**What you have to do**: Copy everything from "The Tasmanian devil was" down to "than killing itself." in the Tasmanian devil text, replacing "settlers" with "colonists".

**Provided passage**:
----

About the Tasmanian Devil
Tasmanian devil (Sarcophilus harrisii)
The Tasmanian devil is the world’s largest surviving marsupial carnivore and was once found on the mainland of Australia, but now only found in Tasmania. The name Sarcophilus harrisii means “Flesh-lover”, as their diet consists of meat. Devils are opportunistic predators and foragers, not hunters, and will eat anything of animal origin, including insects, amphibians, reptiles, birds and mammals. Their sense of smell makes them highly skilled at finding carrion and decaying meat. Their powerful jaws and tooth structure allows them to consume bones, fur and exo-skeleton.
The Tasmanian devil was once widespread over the whole of Australia, but it is believed that populations on the mainland were decimated due to the Dingo, around 3,500 years ago, quickly resulting in its extinction through competition. It is now only found in Tasmania. With no dingoes found in Tasmania, the Tasmanian devil is now the island state’s top predator, but its wild populations are threatened with extinction due to the rapid transmission of the fatal Devil Facial Tumour Disease (DFTD), with only an estimated 10% of the population left in the wild.
They were one of the first mammals observed by the earliest settlers on Van Diemen’s Land, the initial name given to Tasmania by European explorers. Its name is a misnomer as the Tasmanian devil is a rather shy creature, more skilled at finding animal carcasses than killing itself.
The Tasmanian devil is a unique animal, distinguished between individuals through its distinct white markings on its body. It is about as large as a medium-sized built dog. They are black all over with white marks usually on the chest, and sometimes on the rump as well.
The Tasmanian devil typically weighs between 8 – 14 kg (males) or 5 – 9 kg (females) and their body length varies from 57 cm in females to around 65 cm for males. Tasmanian Devils are scavengers rather than hunters and prefer carrion as a result of roadkill or predated by other species. Their food preferences are kangaroos, wallabies, possums and wombats.
The Tasmanian devil has a very short lifespan. In the wild, a healthy, disease-free devil can live up to 5-6 years old, in captivity they may live up to 8 years. With such a short generation time and complex reproductive cycle, it makes it even more crucial to ensure we create an insurance population quickly to avoid the possibility of extinction in the wild. As devils age, they lose hair down the back of the body and along the tail. Hair loss is a natural ageing process, as it is in a lot of mammal species. Extensive scarring to the face can also estimate the age of male devils, as the older males tend to get into confrontation with each other, either around feeding time at a carcass, or around breeding time, when there is much fighting for the right to mate with a female.
Tasmanian Devils are scavengers rather than hunters and prefer carrion as a result of roadkill or predated by other species. Their food preferences are kangaroos, wallabies, possums and wombats. When feeding on carrion, they are voracious eaters, consuming everything including hair, organs and bones.
The Tasmanian devil is nocturnal which means they are active when it gets dark. During the day they usually hide in a den or dense bush. They love roaming considerable distances, up to 16 km in search of food. Young Tasmanian devils are more agile and can climb trees. Although not territorial, Tasmanian devils have a home range of up to 20 km2 that may overlap within a range of other devils.
When Tasmanian devils yawn or gape often misconstrued as being threatening, it is actually a display of their fear and uncertainty rather than a form of aggression.

----

**Material shown**:
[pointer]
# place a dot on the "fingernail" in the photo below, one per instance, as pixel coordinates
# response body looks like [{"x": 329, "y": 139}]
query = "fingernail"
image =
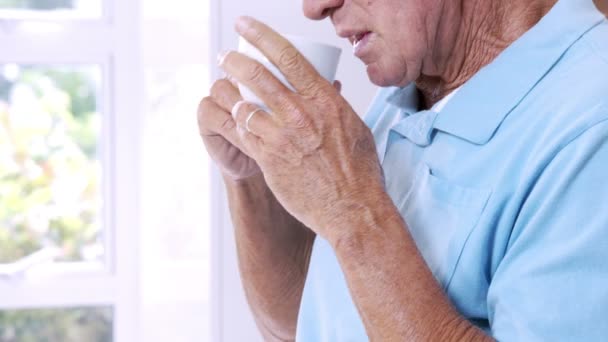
[
  {"x": 242, "y": 23},
  {"x": 221, "y": 56}
]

----

**Result of this exercise**:
The Tasmanian devil was once widespread over the whole of Australia, but it is believed that populations on the mainland were decimated due to the Dingo, around 3,500 years ago, quickly resulting in its extinction through competition. It is now only found in Tasmania. With no dingoes found in Tasmania, the Tasmanian devil is now the island state’s top predator, but its wild populations are threatened with extinction due to the rapid transmission of the fatal Devil Facial Tumour Disease (DFTD), with only an estimated 10% of the population left in the wild.
They were one of the first mammals observed by the earliest colonists on Van Diemen’s Land, the initial name given to Tasmania by European explorers. Its name is a misnomer as the Tasmanian devil is a rather shy creature, more skilled at finding animal carcasses than killing itself.